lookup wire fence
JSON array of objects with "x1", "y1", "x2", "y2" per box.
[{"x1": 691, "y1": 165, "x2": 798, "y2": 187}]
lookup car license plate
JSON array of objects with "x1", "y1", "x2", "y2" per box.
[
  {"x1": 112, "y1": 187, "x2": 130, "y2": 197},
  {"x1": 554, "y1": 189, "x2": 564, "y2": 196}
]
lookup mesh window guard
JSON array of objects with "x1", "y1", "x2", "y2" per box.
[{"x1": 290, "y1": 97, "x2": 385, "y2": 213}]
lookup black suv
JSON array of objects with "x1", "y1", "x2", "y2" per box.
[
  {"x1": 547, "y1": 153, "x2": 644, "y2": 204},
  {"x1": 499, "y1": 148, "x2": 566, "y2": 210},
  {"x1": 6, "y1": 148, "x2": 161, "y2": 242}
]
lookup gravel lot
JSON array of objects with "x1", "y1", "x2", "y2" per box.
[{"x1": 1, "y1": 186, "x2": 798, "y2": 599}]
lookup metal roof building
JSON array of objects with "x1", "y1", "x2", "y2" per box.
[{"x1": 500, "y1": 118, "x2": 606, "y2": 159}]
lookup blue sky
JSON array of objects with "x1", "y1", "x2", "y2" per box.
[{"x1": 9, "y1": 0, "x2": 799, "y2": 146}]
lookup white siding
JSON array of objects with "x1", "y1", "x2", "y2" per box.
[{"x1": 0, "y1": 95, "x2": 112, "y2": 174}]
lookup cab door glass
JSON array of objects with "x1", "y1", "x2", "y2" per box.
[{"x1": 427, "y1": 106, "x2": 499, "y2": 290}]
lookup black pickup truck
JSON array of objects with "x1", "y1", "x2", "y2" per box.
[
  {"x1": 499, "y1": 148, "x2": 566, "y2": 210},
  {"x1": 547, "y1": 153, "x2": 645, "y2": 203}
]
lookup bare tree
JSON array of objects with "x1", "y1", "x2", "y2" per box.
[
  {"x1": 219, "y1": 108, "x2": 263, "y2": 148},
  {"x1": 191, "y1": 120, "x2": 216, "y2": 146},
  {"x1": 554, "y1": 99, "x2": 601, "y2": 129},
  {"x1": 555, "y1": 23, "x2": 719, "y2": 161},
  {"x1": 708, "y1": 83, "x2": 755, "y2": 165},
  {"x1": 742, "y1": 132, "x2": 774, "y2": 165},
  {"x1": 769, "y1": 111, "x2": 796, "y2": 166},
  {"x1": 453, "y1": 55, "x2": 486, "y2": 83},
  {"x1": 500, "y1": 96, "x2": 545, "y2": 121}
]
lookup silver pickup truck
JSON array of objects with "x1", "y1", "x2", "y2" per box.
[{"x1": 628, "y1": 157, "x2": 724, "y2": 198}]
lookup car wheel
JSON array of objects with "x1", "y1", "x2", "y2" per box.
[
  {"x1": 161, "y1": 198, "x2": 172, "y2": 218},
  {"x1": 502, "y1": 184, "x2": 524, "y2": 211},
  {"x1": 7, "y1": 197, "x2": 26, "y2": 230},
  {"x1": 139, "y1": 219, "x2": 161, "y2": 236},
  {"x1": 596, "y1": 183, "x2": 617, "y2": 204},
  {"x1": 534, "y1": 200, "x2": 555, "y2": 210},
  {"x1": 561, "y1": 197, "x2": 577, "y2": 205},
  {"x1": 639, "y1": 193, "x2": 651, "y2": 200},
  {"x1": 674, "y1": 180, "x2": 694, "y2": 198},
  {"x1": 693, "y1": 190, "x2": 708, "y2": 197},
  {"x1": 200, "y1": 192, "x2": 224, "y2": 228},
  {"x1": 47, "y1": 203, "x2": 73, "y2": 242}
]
•••
# Action item
Your answer should be each line from the preceding material in which the word "pickup" occurs.

# Answer area
lookup black pickup truck
lookup silver pickup truck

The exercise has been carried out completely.